- _SET EXERCISE_
From the line with "of the side" to the final line of the records, reproduce every line exactly and only those lines.

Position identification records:
--- Begin ---

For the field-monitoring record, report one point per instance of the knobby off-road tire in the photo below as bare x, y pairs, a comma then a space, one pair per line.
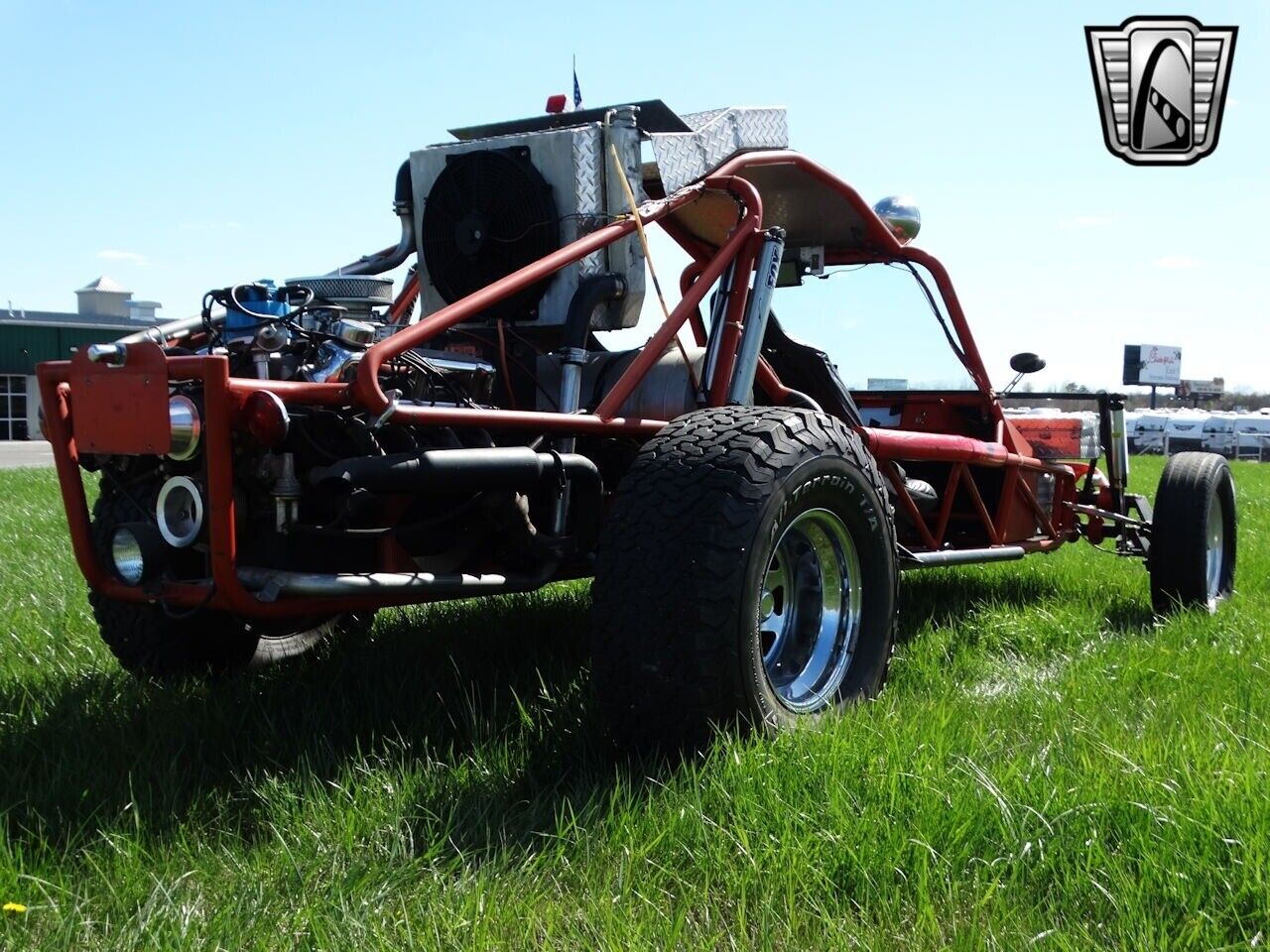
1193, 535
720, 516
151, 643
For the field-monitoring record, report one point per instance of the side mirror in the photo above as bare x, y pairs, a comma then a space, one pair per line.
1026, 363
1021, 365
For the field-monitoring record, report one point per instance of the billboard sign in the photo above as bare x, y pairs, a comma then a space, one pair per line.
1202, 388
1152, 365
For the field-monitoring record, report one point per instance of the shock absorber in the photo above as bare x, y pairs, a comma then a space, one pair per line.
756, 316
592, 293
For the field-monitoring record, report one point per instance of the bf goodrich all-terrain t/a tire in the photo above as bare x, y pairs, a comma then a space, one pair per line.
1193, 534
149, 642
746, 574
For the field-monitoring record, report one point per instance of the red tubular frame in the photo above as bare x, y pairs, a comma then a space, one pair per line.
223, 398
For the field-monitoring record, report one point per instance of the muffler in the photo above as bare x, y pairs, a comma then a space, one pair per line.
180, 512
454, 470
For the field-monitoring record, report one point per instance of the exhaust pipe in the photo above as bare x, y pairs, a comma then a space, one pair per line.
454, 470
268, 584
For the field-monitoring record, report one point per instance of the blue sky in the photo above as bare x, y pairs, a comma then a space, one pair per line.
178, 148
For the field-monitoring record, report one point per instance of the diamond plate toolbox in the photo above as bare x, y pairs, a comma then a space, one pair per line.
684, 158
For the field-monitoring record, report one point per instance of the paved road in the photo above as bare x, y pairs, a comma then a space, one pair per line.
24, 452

--- End ---

- _OUTPUT_
For the field-monitoring record, report one point per instance of the side mirror in the photo above as bare x, y pairs, a comma then a space, one pair per line.
1026, 363
1021, 365
For the field-monitoring record, report one point per instance of the billboard sign in the photo above as bare x, y pairs, a comma then a space, one pair per line.
1202, 388
1152, 365
For the field-monitoring record, report one point per instance of the shock absorber in the photo above as bare x, y pairs, a comma then a space, one pair per line.
756, 316
592, 293
For the field-monitoring record, report one point per instance of the bf goodrich all-terrain t/a tire in the photo above as bare x, y pairs, a comma then a space, one pair per line.
1193, 534
149, 642
746, 574
For the field-monitoring record, report one point per instance of the red tubular frame in the photo above as bare x, y pairs, a comma then a space, one pair per line.
223, 398
For the field-monitoring record, report one point per instance of the muffler in the photo above as bare x, y pairs, a comma then a space, one pair per line.
180, 512
454, 470
For the field-monitoring record, report one point per instance of the exhaust pipe in the photo above as bare x, y pairs, a comma then a space, one pair per line.
454, 470
268, 584
For the field-monitoring record, report one point per instance of the blue sky in the photo above as bare x, y pairs, a comma then a space, one pair per line.
178, 148
For the field-monitoring record, report one point per instance of the diamond plate toolbox in the photo above as bare x, y pairs, a comma then a space, one pair per line.
684, 158
For the field-monitoring record, report one point per instance of the paved road in the photo above as bare x, y pairs, a comma then a space, one pair per line.
24, 452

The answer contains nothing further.